> FRAGMENT DOKUMENTU
------------------------------------

Mimo relatywnie dużych gabarytów, muszę jednak zauważyć, że Moto G6 Plus pewnie leży w dłoni. Smartfon jest przy tym świetnie wyważony i nie przejawia zbyt dużych tendencji do ślizgania się. Ironia losu, pomaga w tym wystający moduł aparatu, o którym wypowiedziałem się szerzej przed chwilą. Zwieńczeniem frontowej tafli jest skaner oraz bardzo rozsądnie ulokowany głośnik, o których opowiem Wam w kolejnych akapitach.

Ekran

Motorola Moto G6 Plus oferuje ekran o przekątnej 5,9 cala, który wykorzystuje dobrodziejstwa formatu 18:9 (2:1) i rozdzielczości Full HD+. Zagęszczenie wynosi 409 punktów na cal, a wyświetlacz jest dodatkowo chroniony warstwą szkła Corning Gorilla Glass 3. generacji.

Motorola Moto G6 Plus /Fot: Krzysztof Swoboda, Tabletowo.pl

W dużej mierze jest to wręcz kalka – oczywiście odrobinę powiększona ;) – ekranu, który odnajdziecie w Moto G6. Jasność maksymalna zazwyczaj bywa dobra, jednak w kwocie zbliżonej do 1300 złotych bez trudu odnajdziemy szereg urządzeń, które świecą po prostu jaśniej. Co ciekawe, pod słońce Moto G6 Plus radzi sobie zaskakująco dobrze, choć i w tym elemencie mogę wskazać kilka lepszych urządzeń.

------------------------------------

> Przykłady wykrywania
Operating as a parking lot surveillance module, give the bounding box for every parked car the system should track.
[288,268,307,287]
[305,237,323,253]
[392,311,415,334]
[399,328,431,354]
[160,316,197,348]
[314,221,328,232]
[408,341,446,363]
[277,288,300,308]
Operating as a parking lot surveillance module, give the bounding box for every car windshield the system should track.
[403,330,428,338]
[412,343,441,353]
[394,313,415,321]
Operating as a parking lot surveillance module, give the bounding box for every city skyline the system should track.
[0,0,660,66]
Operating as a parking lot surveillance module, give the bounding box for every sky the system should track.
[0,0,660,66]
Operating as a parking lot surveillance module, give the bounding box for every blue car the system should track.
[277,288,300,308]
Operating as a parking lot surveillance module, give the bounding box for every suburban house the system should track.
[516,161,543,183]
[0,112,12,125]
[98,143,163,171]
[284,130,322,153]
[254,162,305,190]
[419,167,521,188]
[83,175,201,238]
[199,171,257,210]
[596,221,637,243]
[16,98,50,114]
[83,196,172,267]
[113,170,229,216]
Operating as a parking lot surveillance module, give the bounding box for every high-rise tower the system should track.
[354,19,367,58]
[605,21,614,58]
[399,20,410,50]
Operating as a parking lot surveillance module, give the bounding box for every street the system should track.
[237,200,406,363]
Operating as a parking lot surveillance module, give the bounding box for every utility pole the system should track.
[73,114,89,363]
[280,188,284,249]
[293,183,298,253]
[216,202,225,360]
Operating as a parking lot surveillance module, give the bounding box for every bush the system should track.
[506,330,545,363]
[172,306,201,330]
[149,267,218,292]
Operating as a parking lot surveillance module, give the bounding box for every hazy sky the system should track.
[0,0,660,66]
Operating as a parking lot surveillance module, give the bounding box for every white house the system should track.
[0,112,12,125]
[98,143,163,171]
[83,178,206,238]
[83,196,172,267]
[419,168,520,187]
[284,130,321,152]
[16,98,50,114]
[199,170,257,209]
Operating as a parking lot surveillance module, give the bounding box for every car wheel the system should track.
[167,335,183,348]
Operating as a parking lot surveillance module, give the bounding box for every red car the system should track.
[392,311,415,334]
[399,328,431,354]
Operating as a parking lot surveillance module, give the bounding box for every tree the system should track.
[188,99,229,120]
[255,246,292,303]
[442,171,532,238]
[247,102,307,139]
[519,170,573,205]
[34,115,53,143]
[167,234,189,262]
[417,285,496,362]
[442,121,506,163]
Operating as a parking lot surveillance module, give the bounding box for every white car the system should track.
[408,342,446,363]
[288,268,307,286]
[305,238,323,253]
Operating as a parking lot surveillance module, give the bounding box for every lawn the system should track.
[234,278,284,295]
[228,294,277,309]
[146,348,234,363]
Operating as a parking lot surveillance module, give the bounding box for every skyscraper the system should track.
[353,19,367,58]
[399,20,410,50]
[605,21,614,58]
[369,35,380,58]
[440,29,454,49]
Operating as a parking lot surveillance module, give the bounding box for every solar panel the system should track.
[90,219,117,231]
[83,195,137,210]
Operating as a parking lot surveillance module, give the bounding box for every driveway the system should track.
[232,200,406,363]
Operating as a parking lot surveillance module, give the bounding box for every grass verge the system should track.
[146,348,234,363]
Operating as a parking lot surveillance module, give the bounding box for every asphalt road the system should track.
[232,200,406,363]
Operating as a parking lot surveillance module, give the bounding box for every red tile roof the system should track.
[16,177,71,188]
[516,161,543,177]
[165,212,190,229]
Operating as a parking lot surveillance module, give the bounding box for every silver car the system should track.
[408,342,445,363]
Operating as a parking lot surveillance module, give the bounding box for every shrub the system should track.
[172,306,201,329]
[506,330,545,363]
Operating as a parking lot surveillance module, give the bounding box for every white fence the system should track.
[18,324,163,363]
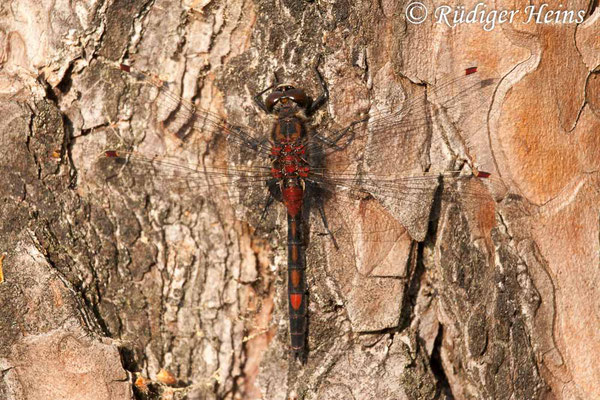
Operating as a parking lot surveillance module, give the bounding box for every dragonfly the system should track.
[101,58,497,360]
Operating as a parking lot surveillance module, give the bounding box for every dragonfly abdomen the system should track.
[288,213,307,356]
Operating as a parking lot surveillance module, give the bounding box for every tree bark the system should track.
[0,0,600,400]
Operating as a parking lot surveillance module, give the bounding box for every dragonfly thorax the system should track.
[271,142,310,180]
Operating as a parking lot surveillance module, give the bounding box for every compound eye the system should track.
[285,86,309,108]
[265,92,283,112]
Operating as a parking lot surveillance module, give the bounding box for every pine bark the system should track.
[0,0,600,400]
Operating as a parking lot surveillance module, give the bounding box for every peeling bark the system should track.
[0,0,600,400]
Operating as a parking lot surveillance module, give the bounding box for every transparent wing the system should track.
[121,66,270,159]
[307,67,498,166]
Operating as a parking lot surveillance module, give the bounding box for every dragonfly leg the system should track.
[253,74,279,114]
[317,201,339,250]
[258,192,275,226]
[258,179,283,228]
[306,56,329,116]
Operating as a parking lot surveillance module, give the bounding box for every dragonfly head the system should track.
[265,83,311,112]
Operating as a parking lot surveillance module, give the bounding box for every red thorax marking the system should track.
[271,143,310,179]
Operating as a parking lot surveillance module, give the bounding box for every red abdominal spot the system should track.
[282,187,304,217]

------------------------------------

> ZADANIA DO WYKONANIA
- a) Ile punktów na cal wynosi zagęszczenie ekranu według recenzji Moto G6 Plus?
- b) Kontynuuj recenzję smartfona Moto G6 Plus od jej ostatniego zdania.
Rekordy nie są tu do niczego potrzebne.

> ROZWIĄZANE ZADANIA
- a) 409 punktów na cal.

- b)
Podsumowując, nie jest to na pewno ekran zły, a najlepiej charakteryzuje go to samo określenie, którego użyłem w recenzji Moto G6. To określenie to „tylko dobry”. I tak samo, jak w tamtym tekście, muszę zachęcić Was do włączenia sobie barw jaskrawych, które znajdziecie w ustawieniach wyświetlacza. Jestem przekonany, że zwłaszcza w słoneczne dni będziecie z tego narzędzia zadowoleni.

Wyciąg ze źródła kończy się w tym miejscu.